BEGIN Input rows
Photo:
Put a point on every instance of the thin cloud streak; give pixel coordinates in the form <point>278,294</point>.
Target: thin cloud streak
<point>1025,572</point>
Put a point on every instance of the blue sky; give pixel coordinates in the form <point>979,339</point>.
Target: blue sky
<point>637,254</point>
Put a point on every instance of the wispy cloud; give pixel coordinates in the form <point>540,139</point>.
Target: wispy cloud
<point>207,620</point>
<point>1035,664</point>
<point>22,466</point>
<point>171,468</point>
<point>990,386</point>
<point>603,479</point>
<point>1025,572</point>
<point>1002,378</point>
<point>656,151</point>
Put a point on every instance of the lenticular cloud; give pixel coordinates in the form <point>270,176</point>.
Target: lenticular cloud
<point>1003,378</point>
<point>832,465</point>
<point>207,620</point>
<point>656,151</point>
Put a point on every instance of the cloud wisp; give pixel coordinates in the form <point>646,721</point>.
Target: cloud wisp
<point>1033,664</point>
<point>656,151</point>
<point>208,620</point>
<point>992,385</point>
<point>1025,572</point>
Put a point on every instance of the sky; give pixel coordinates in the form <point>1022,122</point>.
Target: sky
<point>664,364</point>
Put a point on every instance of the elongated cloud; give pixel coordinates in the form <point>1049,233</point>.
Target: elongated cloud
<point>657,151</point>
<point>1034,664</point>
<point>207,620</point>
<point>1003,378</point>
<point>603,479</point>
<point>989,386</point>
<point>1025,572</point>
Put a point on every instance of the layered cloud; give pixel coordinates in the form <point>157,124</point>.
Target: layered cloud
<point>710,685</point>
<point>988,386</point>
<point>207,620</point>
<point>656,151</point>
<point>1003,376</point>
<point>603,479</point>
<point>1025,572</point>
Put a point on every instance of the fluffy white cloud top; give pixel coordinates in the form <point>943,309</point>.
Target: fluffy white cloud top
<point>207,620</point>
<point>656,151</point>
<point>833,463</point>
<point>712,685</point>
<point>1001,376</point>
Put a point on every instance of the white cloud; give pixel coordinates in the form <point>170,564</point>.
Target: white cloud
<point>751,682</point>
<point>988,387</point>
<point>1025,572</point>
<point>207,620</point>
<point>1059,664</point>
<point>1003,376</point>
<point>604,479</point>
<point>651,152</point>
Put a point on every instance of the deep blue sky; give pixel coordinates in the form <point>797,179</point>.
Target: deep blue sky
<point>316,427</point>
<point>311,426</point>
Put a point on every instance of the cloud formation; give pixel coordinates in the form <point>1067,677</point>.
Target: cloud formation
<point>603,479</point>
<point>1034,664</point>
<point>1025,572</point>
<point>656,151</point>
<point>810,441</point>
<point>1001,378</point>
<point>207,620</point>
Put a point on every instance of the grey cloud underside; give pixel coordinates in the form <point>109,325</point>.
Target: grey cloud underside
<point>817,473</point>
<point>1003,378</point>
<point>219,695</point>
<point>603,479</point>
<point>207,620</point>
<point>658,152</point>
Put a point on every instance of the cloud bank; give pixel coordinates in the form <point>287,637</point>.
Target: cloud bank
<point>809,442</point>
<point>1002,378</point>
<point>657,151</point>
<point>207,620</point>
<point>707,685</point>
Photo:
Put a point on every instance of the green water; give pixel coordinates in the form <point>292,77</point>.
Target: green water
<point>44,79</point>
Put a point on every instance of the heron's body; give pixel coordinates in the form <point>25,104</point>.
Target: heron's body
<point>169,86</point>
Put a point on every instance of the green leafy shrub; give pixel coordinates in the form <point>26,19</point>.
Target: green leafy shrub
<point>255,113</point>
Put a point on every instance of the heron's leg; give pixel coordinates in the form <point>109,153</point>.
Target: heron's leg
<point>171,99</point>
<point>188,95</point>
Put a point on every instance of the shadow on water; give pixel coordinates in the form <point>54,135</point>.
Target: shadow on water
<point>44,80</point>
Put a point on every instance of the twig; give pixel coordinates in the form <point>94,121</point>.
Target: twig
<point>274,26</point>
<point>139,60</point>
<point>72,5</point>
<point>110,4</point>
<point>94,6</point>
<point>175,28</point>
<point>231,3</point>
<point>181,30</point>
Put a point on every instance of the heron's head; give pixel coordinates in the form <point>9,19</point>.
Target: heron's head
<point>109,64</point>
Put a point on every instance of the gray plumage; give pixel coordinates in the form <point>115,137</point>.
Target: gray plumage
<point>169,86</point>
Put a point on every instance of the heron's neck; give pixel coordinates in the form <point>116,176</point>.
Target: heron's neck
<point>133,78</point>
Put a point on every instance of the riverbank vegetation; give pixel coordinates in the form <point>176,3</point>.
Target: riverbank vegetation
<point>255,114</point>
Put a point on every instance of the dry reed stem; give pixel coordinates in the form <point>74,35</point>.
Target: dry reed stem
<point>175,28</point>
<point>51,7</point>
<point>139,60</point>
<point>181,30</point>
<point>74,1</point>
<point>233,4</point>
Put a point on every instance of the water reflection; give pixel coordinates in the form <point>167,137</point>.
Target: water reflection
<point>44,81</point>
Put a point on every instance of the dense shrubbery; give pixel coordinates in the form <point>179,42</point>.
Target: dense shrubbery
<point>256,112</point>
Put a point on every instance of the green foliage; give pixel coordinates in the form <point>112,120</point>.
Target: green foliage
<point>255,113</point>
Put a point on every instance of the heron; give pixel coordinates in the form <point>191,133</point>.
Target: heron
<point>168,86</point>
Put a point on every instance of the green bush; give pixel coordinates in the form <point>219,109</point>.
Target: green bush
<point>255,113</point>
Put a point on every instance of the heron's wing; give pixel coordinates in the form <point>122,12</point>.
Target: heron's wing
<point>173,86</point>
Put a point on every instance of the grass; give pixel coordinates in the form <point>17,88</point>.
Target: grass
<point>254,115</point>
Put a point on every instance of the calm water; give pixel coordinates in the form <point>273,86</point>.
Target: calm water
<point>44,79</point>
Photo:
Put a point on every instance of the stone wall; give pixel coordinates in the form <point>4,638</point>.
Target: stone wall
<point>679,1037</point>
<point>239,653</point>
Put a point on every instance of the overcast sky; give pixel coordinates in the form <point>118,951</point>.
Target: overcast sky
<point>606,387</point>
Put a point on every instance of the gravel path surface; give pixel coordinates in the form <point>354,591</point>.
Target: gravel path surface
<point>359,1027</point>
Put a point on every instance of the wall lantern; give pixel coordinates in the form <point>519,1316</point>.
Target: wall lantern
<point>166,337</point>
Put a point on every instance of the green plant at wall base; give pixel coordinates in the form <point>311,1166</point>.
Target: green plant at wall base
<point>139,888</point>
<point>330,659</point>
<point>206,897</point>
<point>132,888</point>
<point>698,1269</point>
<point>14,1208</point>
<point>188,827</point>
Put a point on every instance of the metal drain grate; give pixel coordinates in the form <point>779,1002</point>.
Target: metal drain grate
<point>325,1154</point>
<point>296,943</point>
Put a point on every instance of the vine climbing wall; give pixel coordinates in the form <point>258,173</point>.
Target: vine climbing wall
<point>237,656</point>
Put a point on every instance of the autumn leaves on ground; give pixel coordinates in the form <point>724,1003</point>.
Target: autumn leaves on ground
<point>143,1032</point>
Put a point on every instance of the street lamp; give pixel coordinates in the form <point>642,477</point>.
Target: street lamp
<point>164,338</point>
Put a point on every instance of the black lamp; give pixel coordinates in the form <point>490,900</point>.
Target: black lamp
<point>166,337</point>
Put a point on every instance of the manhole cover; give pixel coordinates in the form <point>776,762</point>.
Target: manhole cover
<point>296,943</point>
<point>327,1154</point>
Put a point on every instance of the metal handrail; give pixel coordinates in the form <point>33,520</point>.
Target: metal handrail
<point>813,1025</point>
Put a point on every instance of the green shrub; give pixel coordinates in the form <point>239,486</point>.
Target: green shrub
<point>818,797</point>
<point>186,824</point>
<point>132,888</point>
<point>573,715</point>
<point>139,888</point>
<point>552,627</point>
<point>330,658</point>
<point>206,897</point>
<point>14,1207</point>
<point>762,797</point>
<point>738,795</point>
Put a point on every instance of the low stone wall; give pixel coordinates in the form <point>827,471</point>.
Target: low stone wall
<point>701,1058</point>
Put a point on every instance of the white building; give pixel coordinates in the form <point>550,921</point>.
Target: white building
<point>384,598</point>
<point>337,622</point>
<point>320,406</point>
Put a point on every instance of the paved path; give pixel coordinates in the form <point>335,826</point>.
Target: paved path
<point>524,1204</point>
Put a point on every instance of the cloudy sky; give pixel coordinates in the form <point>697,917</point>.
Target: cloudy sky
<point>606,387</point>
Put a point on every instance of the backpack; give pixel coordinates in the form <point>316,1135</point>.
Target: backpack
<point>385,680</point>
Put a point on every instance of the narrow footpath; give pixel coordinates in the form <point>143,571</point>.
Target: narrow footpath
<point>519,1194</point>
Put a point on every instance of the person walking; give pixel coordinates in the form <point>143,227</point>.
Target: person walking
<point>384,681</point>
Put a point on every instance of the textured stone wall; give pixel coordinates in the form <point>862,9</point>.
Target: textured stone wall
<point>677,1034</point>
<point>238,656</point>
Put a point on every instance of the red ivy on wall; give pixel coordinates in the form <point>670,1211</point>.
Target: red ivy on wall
END Input rows
Rewrite everything from the line containing "Put a point on every instance of the white building;" down to the line containing "<point>320,406</point>", replacing "white building" with "white house" and leaving all else unchanged.

- Task result
Put a point on every instance of the white house; give pixel coordinates in the form <point>550,921</point>.
Target: white house
<point>384,598</point>
<point>337,622</point>
<point>320,406</point>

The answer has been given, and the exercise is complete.